Data listing:
--------------------------------
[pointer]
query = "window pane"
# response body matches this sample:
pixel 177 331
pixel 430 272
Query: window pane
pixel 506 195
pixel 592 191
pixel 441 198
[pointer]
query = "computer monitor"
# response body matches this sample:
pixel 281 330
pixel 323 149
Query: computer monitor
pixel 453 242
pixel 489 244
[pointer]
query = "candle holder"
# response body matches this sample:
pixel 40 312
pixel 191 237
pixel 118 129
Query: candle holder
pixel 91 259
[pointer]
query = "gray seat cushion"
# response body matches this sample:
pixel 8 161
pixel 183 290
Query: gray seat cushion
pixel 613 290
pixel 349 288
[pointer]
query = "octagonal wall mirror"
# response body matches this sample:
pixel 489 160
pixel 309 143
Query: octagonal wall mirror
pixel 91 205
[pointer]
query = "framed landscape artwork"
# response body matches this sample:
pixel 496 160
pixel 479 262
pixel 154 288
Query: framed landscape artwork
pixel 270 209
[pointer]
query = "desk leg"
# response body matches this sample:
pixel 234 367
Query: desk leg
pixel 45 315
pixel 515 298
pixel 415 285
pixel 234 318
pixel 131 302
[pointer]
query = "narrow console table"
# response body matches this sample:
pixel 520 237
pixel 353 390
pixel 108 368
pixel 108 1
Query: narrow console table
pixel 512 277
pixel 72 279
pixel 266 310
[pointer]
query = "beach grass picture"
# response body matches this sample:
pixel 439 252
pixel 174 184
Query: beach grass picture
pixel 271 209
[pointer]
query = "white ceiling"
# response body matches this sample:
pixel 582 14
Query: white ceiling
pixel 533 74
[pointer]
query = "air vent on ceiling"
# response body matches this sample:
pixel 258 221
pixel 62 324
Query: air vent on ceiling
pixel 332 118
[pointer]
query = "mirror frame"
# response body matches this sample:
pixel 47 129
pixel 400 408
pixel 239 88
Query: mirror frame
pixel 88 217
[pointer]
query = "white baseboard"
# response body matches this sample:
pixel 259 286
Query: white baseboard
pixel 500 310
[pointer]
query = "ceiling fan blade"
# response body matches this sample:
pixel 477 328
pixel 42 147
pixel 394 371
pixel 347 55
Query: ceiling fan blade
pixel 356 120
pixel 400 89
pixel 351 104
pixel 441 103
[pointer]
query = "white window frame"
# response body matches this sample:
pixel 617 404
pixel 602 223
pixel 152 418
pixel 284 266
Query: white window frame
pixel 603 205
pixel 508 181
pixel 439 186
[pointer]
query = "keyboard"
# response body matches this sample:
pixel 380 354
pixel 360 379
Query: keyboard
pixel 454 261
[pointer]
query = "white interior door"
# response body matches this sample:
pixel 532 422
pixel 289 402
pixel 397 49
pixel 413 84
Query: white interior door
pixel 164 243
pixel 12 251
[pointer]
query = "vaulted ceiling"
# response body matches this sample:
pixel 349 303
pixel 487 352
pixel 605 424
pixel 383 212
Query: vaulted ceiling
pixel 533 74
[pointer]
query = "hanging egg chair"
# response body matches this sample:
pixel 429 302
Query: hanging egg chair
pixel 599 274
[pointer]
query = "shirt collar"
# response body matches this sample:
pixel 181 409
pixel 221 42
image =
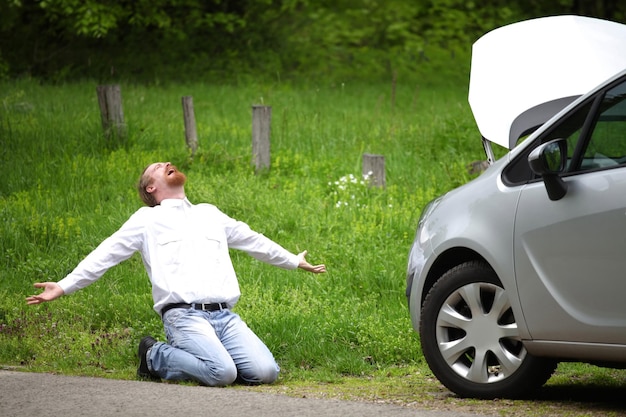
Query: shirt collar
pixel 175 202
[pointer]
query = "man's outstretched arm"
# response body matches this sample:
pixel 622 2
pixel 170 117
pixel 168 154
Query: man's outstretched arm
pixel 51 291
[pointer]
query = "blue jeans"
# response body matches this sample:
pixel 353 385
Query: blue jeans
pixel 213 348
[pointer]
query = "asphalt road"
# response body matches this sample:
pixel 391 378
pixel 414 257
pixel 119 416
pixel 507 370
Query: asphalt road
pixel 29 394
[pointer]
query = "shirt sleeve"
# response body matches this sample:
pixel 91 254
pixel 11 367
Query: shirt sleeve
pixel 116 248
pixel 241 237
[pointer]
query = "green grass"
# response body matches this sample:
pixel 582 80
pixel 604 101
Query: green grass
pixel 65 188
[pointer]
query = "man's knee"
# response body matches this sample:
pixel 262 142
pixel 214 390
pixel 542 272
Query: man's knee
pixel 260 374
pixel 220 376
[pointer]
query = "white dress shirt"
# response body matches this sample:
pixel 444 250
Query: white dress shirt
pixel 184 248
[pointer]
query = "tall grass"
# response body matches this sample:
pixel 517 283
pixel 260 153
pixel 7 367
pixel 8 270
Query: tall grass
pixel 64 189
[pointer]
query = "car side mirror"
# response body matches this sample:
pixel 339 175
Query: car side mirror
pixel 549 160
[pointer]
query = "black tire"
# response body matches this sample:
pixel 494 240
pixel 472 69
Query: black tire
pixel 470 339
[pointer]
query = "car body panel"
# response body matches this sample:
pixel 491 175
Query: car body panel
pixel 560 261
pixel 569 259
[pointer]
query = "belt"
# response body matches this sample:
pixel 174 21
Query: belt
pixel 196 306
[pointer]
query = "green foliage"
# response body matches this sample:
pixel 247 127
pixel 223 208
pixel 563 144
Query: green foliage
pixel 65 189
pixel 179 40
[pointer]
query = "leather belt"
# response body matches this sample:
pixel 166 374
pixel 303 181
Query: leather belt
pixel 196 306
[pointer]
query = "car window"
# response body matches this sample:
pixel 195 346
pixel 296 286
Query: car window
pixel 607 144
pixel 593 142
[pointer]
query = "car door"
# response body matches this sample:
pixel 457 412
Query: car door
pixel 570 254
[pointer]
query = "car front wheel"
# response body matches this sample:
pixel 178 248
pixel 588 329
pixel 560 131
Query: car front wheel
pixel 470 338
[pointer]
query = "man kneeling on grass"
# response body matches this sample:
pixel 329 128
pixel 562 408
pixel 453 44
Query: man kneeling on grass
pixel 184 247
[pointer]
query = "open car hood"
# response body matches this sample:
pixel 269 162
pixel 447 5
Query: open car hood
pixel 524 73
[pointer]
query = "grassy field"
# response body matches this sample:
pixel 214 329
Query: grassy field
pixel 65 188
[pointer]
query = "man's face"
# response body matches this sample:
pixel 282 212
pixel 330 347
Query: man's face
pixel 164 173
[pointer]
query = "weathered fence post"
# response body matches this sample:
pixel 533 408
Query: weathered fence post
pixel 191 134
pixel 110 100
pixel 261 124
pixel 374 168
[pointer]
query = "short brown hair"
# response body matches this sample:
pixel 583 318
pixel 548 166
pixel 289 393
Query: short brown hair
pixel 144 181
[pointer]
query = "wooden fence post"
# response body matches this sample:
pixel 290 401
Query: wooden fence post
pixel 110 100
pixel 374 168
pixel 191 134
pixel 261 126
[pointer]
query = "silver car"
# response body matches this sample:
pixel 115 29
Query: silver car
pixel 525 266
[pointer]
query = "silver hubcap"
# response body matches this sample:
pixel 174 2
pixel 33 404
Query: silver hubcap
pixel 477 334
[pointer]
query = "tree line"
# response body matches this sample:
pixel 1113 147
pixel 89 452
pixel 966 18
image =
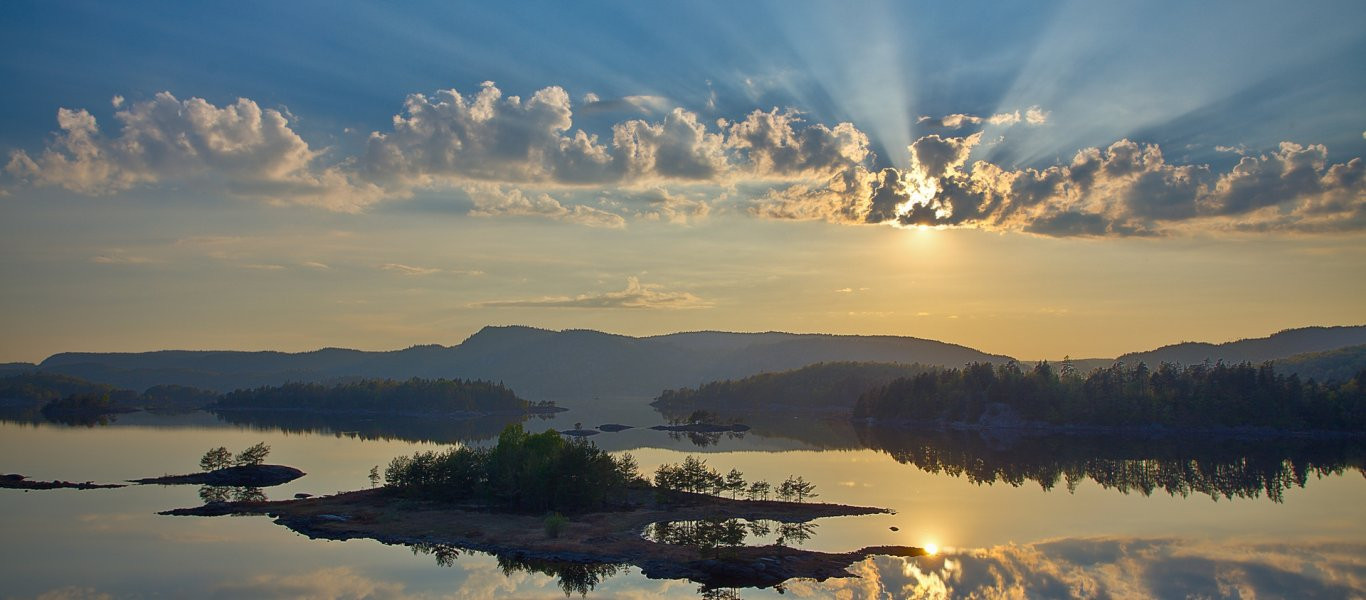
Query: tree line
pixel 414 395
pixel 1215 466
pixel 1202 395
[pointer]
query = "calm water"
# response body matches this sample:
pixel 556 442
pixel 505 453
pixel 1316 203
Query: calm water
pixel 1041 518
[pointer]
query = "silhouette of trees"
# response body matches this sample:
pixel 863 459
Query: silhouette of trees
pixel 691 476
pixel 253 455
pixel 758 491
pixel 795 488
pixel 527 472
pixel 216 458
pixel 1205 395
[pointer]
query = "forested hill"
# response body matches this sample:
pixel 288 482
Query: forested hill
pixel 1256 350
pixel 414 395
pixel 532 361
pixel 1195 397
pixel 827 387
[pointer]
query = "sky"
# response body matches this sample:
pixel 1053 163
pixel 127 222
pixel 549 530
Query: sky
pixel 1036 179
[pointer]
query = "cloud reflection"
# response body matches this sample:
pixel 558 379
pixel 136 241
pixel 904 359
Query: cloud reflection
pixel 1111 567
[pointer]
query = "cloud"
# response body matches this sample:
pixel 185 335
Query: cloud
pixel 335 584
pixel 241 149
pixel 523 157
pixel 1109 567
pixel 660 204
pixel 409 269
pixel 1032 116
pixel 641 103
pixel 120 257
pixel 495 201
pixel 73 592
pixel 1126 189
pixel 635 295
pixel 775 144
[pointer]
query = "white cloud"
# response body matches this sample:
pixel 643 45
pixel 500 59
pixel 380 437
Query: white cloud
pixel 776 145
pixel 1108 567
pixel 335 584
pixel 1032 116
pixel 241 149
pixel 523 159
pixel 1126 189
pixel 493 201
pixel 635 295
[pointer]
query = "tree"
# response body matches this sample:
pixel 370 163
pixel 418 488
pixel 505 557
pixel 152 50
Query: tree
pixel 216 458
pixel 758 491
pixel 795 488
pixel 734 483
pixel 253 455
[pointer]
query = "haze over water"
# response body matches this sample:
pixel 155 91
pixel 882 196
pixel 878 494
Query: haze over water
pixel 992 537
pixel 581 198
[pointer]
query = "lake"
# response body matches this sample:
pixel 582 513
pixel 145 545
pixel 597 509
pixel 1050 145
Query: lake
pixel 1010 515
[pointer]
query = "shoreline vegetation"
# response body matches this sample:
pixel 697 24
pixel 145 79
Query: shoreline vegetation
pixel 1238 399
pixel 549 499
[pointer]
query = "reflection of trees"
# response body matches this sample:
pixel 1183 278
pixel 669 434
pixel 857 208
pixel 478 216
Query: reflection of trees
pixel 443 554
pixel 1217 468
pixel 717 593
pixel 704 439
pixel 573 577
pixel 719 537
pixel 230 494
pixel 374 427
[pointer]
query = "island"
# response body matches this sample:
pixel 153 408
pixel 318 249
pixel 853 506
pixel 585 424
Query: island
pixel 253 476
pixel 17 481
pixel 547 499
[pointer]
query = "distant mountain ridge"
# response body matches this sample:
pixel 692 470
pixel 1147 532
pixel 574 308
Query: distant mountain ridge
--------------------------------
[Given request]
Find and copy every line in the material above that contains the string "framed". Treat the match as case-sensitive.

[Written response]
query = "framed landscape artwork"
Query: framed landscape artwork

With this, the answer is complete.